[Start of Attachment]

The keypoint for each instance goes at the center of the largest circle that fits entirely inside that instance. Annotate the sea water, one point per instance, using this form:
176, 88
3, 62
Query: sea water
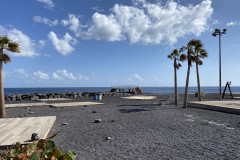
146, 90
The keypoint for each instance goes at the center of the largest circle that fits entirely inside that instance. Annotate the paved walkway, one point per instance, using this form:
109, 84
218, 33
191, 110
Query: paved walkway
140, 97
222, 106
53, 99
42, 104
71, 104
14, 130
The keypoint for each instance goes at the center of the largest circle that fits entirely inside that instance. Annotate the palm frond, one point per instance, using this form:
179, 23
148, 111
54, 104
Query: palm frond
5, 58
4, 40
183, 57
170, 56
14, 47
175, 53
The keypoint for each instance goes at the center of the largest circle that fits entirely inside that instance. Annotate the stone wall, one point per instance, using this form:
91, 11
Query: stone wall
35, 96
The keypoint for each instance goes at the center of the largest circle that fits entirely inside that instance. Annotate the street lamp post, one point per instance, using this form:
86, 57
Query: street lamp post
218, 32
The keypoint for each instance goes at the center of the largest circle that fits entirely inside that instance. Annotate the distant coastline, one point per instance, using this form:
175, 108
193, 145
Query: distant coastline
146, 90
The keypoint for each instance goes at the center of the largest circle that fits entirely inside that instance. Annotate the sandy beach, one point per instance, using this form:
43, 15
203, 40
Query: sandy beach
142, 129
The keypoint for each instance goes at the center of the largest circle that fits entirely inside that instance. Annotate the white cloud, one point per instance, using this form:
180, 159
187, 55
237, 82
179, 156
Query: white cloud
98, 9
40, 75
63, 74
26, 44
73, 23
81, 77
65, 45
103, 28
145, 22
135, 77
48, 3
45, 20
233, 23
22, 72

[End of Attachment]

> [Assignment] Leaving the pictures aside, write out the entries above exactly.

> [Response]
The keypoint for each instance goes at the center of the largest circle that fits entirely inside that instance. Annotate the sea water, one point per instance, using this form:
176, 88
3, 62
Query: sea water
146, 90
The keypoint for each instance goes at the center of the largest circle that fits entirely inside that instance. Annotate the paved walkway, one point per instance, using this form:
109, 84
218, 33
191, 110
Query: paved walkway
140, 97
222, 106
53, 99
42, 104
71, 104
14, 130
The keypoint for each instance goes at the center of the largest circle that fits entirely inside that instance. Annotate the palm frond, one point per instance, using this form:
179, 23
148, 111
54, 104
Query: palm frond
5, 58
4, 40
183, 57
170, 56
14, 47
175, 53
The keypoint for each instance goes at the center of the largest circle that fits entirely inside that instance. Annotate the stone wall, one point per instance, using this form:
91, 11
Query: stone wall
35, 96
The keypoint for each instance goes at the center of the largest circle that fits entirely inside that instance. Annotate the street lamp post, one point per instance, using this form:
86, 57
Query: street lamp post
218, 32
The keypoint for each instance goes at the center of the largest circle that fits entirely inside that instance. Annotate the distant coastline, one point per instance, using this form:
175, 108
193, 145
Query: distant coastline
146, 90
The keypoint for each instance goes at the center of the largest circle that fits entirely inside that instance. Annotate the sandy beach, one point per instance, using this form:
43, 15
203, 40
Query: sandy beach
142, 129
The keypoint for each instance goes at the center of the largest circle that fits entirely inside that instance. Annotate the white cloud, one point per instance, using this form:
180, 159
187, 55
237, 82
179, 156
Query: white cloud
98, 9
40, 75
63, 74
26, 44
73, 23
81, 77
65, 45
103, 28
145, 22
135, 77
48, 3
45, 20
233, 23
22, 72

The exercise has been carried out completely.